*What is needed:*
Lay out every line of the records below as a JSON list of strings, one string per line, with blank lines left out. Leave out the pictures.

*Exercise inputs:*
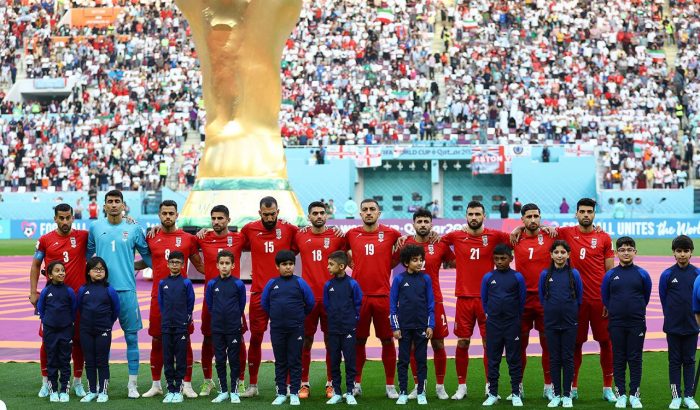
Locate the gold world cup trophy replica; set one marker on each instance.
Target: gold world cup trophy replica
(239, 44)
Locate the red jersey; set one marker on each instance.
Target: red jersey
(532, 256)
(372, 257)
(435, 255)
(70, 249)
(264, 245)
(474, 258)
(314, 250)
(588, 254)
(212, 244)
(161, 245)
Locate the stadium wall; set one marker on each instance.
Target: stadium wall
(639, 228)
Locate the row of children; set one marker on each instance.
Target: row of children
(626, 291)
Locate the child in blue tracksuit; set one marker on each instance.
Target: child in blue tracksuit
(676, 293)
(561, 292)
(225, 296)
(503, 295)
(176, 302)
(57, 307)
(98, 304)
(412, 314)
(342, 299)
(287, 299)
(625, 291)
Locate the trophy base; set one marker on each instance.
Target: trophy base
(242, 197)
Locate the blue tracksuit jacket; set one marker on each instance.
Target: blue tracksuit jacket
(503, 296)
(176, 302)
(226, 302)
(287, 299)
(676, 293)
(57, 305)
(411, 303)
(98, 305)
(626, 291)
(342, 299)
(560, 306)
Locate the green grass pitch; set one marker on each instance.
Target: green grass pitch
(20, 382)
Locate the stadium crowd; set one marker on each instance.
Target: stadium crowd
(514, 72)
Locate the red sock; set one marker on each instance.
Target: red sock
(43, 360)
(606, 363)
(190, 361)
(414, 366)
(243, 358)
(389, 361)
(545, 360)
(462, 364)
(207, 357)
(360, 358)
(254, 356)
(440, 362)
(156, 358)
(578, 358)
(78, 360)
(305, 364)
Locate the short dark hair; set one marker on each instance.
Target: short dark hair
(369, 200)
(529, 207)
(220, 208)
(268, 202)
(176, 255)
(168, 202)
(503, 249)
(91, 263)
(339, 257)
(586, 202)
(64, 207)
(409, 252)
(624, 240)
(285, 255)
(422, 213)
(225, 254)
(316, 204)
(476, 204)
(682, 242)
(115, 193)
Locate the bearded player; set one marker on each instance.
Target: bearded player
(473, 248)
(371, 248)
(69, 246)
(212, 242)
(166, 240)
(436, 254)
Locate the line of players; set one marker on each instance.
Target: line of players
(372, 247)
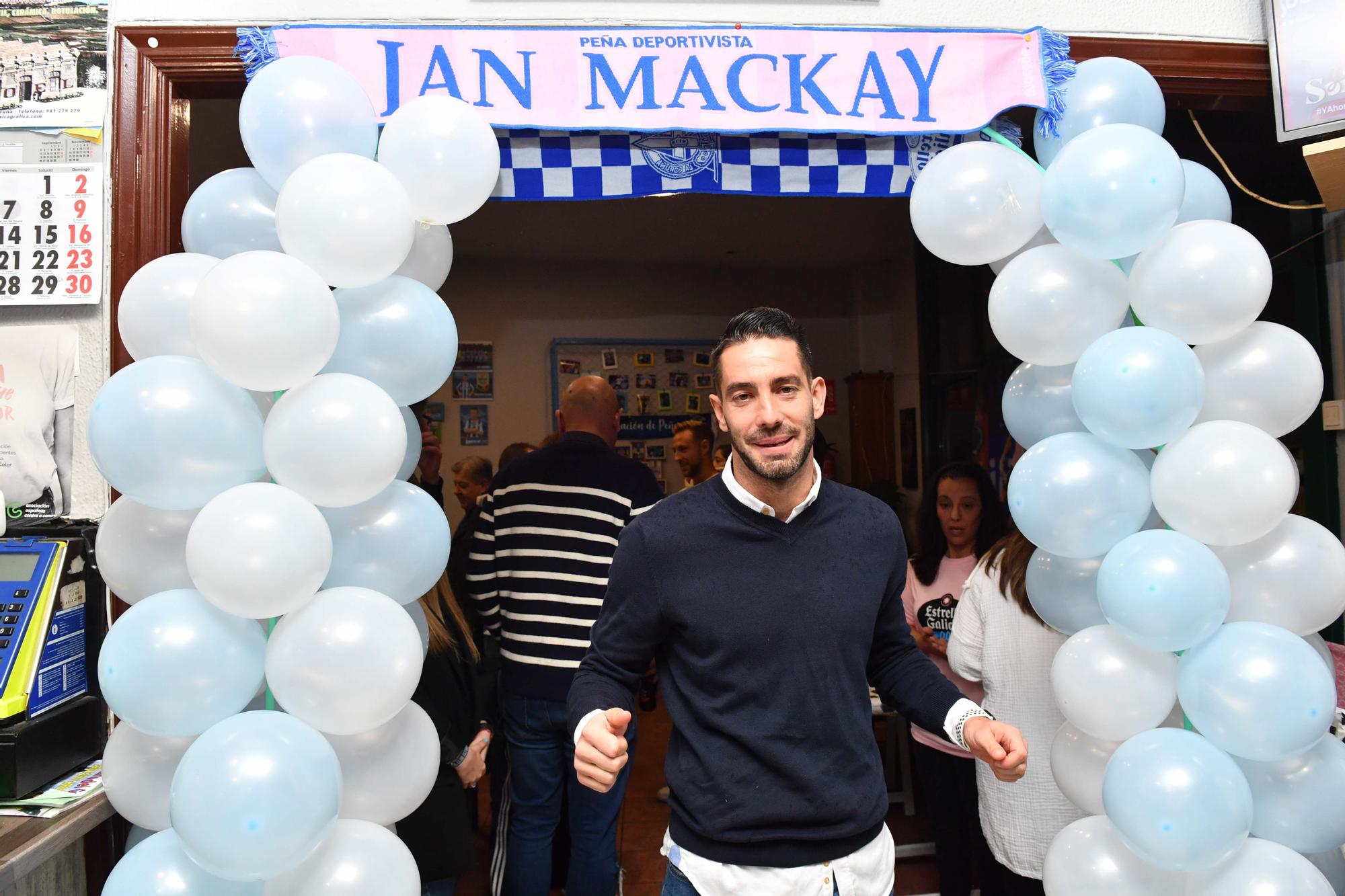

*Result below:*
[
  "Locate the gold world cup trophy replica; set one marker on each instance.",
  "Target: gold world cup trophy replica",
  "(239, 44)",
  "Locate the red jersey; set one marker on each instance.",
  "Target: red jersey",
  "(532, 256)",
  "(372, 257)",
  "(435, 255)",
  "(70, 249)",
  "(264, 245)",
  "(474, 258)",
  "(314, 250)",
  "(588, 254)",
  "(212, 244)",
  "(161, 245)",
  "Locate the stadium wall; set one marker on each instance.",
  "Target: stadium wall",
  "(639, 228)",
  "Locate the row of children; set one marker on each instance.",
  "Target: row of children",
  "(626, 291)",
  "Locate the child in blue tracksuit; set one marker on each instance.",
  "Target: child in blue tracksuit",
  "(676, 293)",
  "(561, 292)",
  "(225, 296)",
  "(503, 295)",
  "(176, 302)",
  "(57, 307)",
  "(98, 304)",
  "(412, 314)",
  "(342, 299)",
  "(287, 299)",
  "(625, 291)",
  "Locate the trophy base; set one marker on each instance.",
  "Target: trophy base",
  "(242, 197)",
  "Locate the blue tracksuit jacket; set one marker on each instance.",
  "Target: blue tracksuit jacket",
  "(503, 296)",
  "(176, 302)",
  "(226, 302)",
  "(287, 299)",
  "(676, 293)",
  "(57, 305)",
  "(411, 303)",
  "(98, 305)",
  "(626, 291)",
  "(342, 299)",
  "(560, 306)",
  "Locate the green grass pitch; set one marker on each instance.",
  "Target: green grass pitch",
  "(20, 382)",
  "Locate the stadium crowd; set one marker on each instance.",
  "Target: stadium crowd",
  "(514, 72)",
  "Locate the red sock; set one marker on each instance.",
  "Target: red sock",
  "(43, 360)",
  "(606, 363)",
  "(190, 361)",
  "(414, 366)",
  "(243, 358)",
  "(389, 361)",
  "(545, 360)",
  "(462, 364)",
  "(207, 357)",
  "(360, 358)",
  "(254, 356)",
  "(440, 362)",
  "(156, 358)",
  "(578, 358)",
  "(78, 360)",
  "(305, 364)",
  "Locate the short dark hair; set one marker on each instance.",
  "Target: short dark hair",
  "(369, 200)",
  "(529, 207)",
  "(220, 208)",
  "(268, 202)",
  "(176, 255)",
  "(168, 202)",
  "(503, 249)",
  "(91, 263)",
  "(339, 257)",
  "(586, 202)",
  "(64, 207)",
  "(409, 252)",
  "(624, 240)",
  "(285, 255)",
  "(422, 213)",
  "(225, 254)",
  "(316, 204)",
  "(476, 204)",
  "(682, 242)",
  "(115, 193)",
  "Locate the bearded player; set one marker on each instance.",
  "Target: bearded player",
  "(473, 248)",
  "(371, 248)",
  "(69, 246)",
  "(212, 242)",
  "(166, 240)",
  "(436, 254)",
  "Locate the line of players; set one marker on each instance.",
  "Target: line of players",
  "(372, 247)"
]